• Text block:

┄┄┄┄┄┄

DESTRESS – Demonstration of soft stimulation treatments of geothermal reservoirs
Ernst Huenges, Justyna Ellis, Simona Regenspurg*
German Research Centre for Geosciences (GFZ), Telegrafenberg, D-14473 Potsdam, Germany
*regens@gfz-potsdam.de
DESTRESS is aiming to demonstrate methods of EGS (Enhanced Geothermal Systems) and thereby expanding knowledge and providing solutions for a more economical, sustainable and environmentally responsible exploitation of underground heat. DESTRESS improves the understanding of technological, business and societal opportunities and risks related to geothermal energy.
The concepts explored are based on experiences in previous projects and developments in other fields, mainly the oil and gas sector. Recently developed stimulation methods are to be adapted to geothermal needs, applied to new geothermal sites and prepared for the market uptake. The main focus lays on stimulation treatments with minimized environmental hazard (“soft stimulation”), which address site-specific geological requirements. Best practices in creating a reservoir with increased transmissivity, sustainable productivity, and a minimized level of induced seismicity will be developed. For demonstrating DESTRESS concepts, existing and new project’s test sites, pilot and demonstration facilities in Lithuania, France, Switzerland, the Netherlands and South Korea were chosen.

┄┄┄┄┄┄

• Instructions for the task: Copy out the full text on the DESTRESS project word for word. The records that come next are separate material and have nothing to do with the text on the DESTRESS project.

• Supplied entries:
┄┄┄┄┄┄

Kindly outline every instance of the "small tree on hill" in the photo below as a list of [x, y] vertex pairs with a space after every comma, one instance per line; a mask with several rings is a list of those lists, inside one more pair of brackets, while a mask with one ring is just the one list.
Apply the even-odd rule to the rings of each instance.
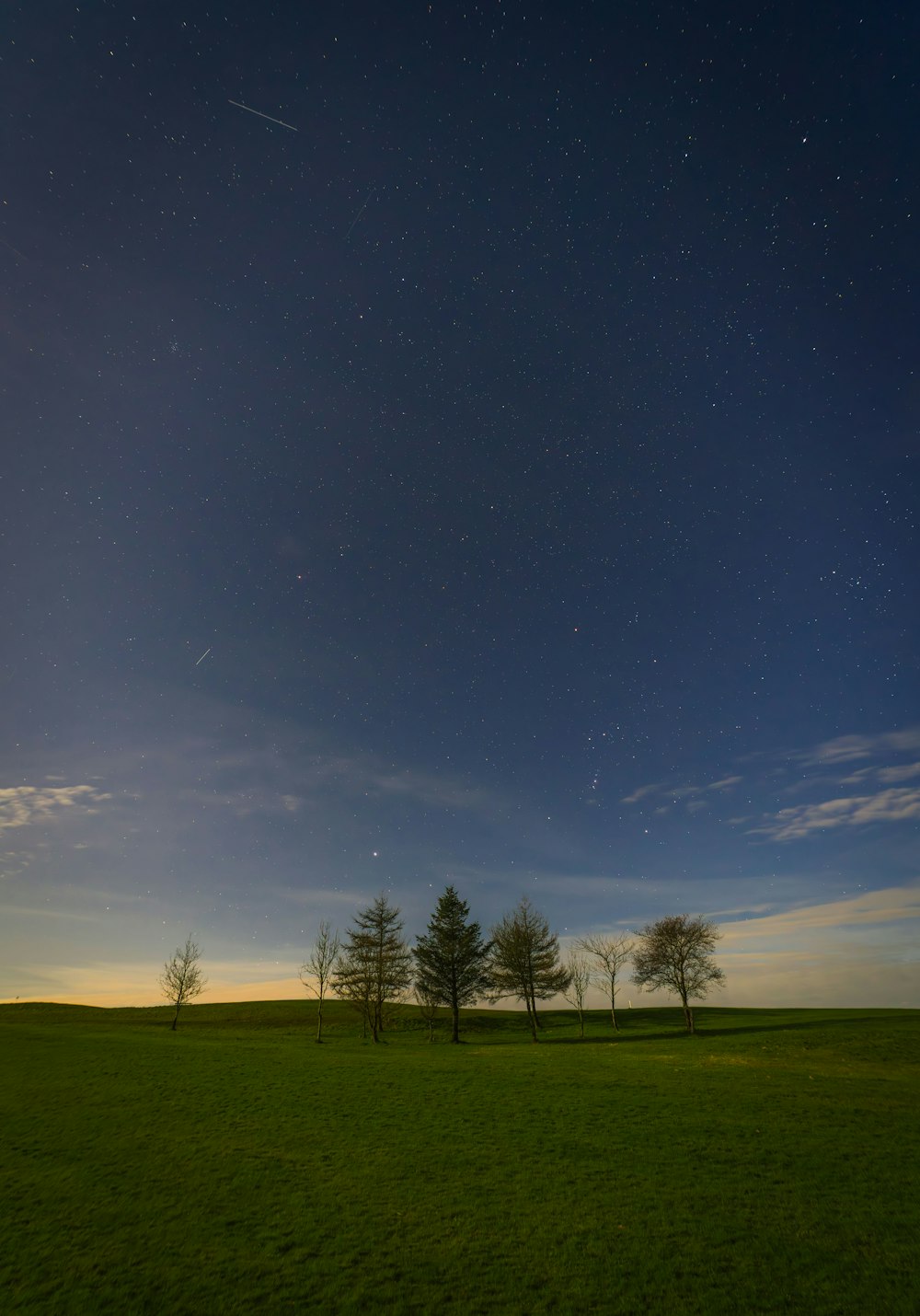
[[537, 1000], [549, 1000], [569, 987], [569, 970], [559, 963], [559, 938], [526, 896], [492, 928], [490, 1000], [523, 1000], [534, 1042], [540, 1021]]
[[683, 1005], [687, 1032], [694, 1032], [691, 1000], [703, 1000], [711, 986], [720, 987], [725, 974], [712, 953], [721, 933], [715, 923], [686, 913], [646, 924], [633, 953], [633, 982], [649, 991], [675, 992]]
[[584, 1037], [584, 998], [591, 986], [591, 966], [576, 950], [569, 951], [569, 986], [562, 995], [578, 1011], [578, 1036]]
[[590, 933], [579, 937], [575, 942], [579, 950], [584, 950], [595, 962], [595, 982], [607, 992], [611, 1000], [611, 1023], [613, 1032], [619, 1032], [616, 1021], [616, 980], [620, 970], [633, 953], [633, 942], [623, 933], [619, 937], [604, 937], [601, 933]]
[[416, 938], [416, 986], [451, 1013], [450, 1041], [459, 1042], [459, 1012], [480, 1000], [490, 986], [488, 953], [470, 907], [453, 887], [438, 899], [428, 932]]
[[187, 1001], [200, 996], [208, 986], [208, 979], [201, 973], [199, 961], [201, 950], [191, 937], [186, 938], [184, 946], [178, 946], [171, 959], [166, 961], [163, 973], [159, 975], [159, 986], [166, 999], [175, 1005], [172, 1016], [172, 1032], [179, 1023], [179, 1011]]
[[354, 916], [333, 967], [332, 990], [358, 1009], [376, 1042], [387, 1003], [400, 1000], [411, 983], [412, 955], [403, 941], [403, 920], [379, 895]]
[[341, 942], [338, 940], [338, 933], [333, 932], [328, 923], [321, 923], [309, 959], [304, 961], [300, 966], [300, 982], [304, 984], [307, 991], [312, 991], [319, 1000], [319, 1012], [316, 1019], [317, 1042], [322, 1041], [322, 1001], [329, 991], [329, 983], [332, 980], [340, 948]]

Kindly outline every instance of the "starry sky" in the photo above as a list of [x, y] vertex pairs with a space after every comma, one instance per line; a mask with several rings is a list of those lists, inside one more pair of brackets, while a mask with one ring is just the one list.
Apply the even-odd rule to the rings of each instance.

┄┄┄┄┄┄

• Output:
DESTRESS – Demonstration of soft stimulation treatments of geothermal reservoirs
Ernst Huenges, Justyna Ellis, Simona Regenspurg*
German Research Centre for Geosciences (GFZ), Telegrafenberg, D-14473 Potsdam, Germany
*regens@gfz-potsdam.de
DESTRESS is aiming to demonstrate methods of EGS (Enhanced Geothermal Systems) and thereby expanding knowledge and providing solutions for a more economical, sustainable and environmentally responsible exploitation of underground heat. DESTRESS improves the understanding of technological, business and societal opportunities and risks related to geothermal energy.
The concepts explored are based on experiences in previous projects and developments in other fields, mainly the oil and gas sector. Recently developed stimulation methods are to be adapted to geothermal needs, applied to new geothermal sites and prepared for the market uptake. The main focus lays on stimulation treatments with minimized environmental hazard (“soft stimulation”), which address site-specific geological requirements. Best practices in creating a reservoir with increased transmissivity, sustainable productivity, and a minimized level of induced seismicity will be developed. For demonstrating DESTRESS concepts, existing and new project’s test sites, pilot and demonstration facilities in Lithuania, France, Switzerland, the Netherlands and South Korea were chosen.